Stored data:

────────────────────

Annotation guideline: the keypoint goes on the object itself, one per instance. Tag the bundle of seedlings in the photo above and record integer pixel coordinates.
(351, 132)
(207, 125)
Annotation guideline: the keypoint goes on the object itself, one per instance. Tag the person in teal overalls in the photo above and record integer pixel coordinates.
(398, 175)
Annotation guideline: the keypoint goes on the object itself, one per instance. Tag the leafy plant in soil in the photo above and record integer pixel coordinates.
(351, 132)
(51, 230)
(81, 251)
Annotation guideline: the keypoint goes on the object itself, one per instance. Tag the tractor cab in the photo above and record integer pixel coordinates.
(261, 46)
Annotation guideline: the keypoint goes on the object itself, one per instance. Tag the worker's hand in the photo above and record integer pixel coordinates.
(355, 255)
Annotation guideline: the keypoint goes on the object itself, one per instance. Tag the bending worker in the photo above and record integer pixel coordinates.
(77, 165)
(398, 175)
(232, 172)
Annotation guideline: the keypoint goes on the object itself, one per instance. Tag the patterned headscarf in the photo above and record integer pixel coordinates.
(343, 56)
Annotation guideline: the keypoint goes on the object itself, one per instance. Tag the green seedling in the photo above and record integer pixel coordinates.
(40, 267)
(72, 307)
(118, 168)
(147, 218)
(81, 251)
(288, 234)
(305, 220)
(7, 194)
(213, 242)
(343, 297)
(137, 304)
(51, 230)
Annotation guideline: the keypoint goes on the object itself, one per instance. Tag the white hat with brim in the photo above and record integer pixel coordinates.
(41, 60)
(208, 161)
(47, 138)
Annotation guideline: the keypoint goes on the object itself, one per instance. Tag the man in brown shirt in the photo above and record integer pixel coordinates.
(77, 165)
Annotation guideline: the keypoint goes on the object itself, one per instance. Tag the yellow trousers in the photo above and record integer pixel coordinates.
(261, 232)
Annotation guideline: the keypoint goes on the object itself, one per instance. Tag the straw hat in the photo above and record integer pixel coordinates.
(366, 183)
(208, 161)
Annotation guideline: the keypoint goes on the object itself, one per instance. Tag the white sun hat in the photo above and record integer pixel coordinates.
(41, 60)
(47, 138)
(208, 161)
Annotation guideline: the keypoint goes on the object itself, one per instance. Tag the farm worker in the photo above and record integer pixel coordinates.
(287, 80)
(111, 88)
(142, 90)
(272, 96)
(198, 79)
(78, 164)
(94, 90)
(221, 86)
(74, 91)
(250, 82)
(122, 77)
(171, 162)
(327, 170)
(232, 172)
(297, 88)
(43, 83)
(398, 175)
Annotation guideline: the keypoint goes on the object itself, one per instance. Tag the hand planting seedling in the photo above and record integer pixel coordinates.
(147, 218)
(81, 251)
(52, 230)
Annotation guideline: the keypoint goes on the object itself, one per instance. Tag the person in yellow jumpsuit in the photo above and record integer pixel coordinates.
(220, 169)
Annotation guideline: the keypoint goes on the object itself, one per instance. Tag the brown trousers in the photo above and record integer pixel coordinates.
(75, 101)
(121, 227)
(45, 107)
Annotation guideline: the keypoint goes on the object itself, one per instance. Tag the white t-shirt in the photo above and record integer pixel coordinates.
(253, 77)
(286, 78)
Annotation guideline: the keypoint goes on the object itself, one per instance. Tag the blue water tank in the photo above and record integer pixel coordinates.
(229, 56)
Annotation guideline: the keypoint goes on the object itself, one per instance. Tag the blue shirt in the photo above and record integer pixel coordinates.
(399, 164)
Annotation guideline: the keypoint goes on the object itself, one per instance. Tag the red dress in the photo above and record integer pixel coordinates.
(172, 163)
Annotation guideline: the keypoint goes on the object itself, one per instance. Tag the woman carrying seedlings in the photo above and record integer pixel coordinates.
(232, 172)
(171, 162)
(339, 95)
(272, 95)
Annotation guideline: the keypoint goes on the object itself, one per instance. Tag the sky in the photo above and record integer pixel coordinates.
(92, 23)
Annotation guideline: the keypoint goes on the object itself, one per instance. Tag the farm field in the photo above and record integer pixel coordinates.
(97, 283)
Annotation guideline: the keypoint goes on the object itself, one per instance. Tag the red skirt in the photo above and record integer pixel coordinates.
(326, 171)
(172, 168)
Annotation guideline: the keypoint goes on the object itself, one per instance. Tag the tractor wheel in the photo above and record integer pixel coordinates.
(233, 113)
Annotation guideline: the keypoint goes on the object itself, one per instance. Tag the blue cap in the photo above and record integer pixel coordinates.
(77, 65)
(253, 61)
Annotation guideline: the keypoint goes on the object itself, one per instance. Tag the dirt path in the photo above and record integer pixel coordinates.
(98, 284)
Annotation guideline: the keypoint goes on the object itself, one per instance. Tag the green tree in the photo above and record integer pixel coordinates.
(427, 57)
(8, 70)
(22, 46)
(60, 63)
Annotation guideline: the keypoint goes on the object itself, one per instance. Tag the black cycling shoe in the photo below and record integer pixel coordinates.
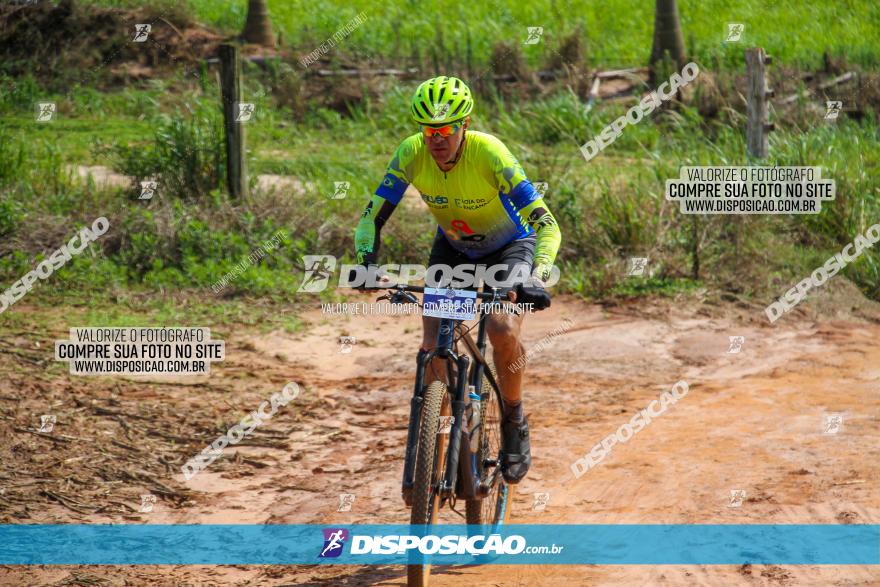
(516, 456)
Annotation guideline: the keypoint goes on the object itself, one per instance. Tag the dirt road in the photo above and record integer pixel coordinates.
(753, 421)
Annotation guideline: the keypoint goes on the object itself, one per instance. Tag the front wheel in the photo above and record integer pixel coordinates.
(430, 470)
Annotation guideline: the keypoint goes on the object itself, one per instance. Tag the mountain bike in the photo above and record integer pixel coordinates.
(445, 461)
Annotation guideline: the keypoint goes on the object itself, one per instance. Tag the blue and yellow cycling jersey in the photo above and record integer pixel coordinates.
(483, 203)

────────────────────

STATED PROBLEM: Reproduce every line of the material above, requests included, starting with the line that contains "the blue cap" and going on through the end of the material. Rescale each pixel coordinate in the answers by multiplying it by 0.85 and rounding to a whole number, with halves rounded up, and leave the pictures out.

PROBLEM SOLUTION:
Annotation guideline: the keypoint goes on the object itself, one per instance. Tag the blue cap in the photo above and record integer pixel coordinates.
(65, 55)
(215, 52)
Annotation guideline: the keypoint goes on the object itself, one per instance. Tag the dirt path in the photo above and record integer pixel coordinates.
(83, 241)
Annotation guideline: the keypoint goes on the object itself, one per instance. Tag the green tree in the photo above and record integer pixel coordinates.
(363, 48)
(7, 60)
(19, 39)
(51, 54)
Annotation guideline: the keypoint goes on the object itself, one per instance. Tag the black cycling shoe in the photo below and record integer pixel coordinates.
(439, 388)
Annotation guideline: the keypoint goes on the object itself, one per instance. Tag the dirt road in the photo above and record integer pixel coordinates.
(640, 358)
Annotation guideline: the keypoint goes on the object itself, one per instance. Tag the front wheel in the photo above and record integer pixel coordinates.
(366, 400)
Annotation guideline: the keypoint goes on the object itself, one per instance. Tag the mountain bike in the photo above and record integer pixel coordinates.
(378, 392)
Annotation guideline: the keypoint goes on the object itself, one per instance. Tag the blue and yellow cycling jersey in the photo above and record integer pixel coordinates.
(411, 173)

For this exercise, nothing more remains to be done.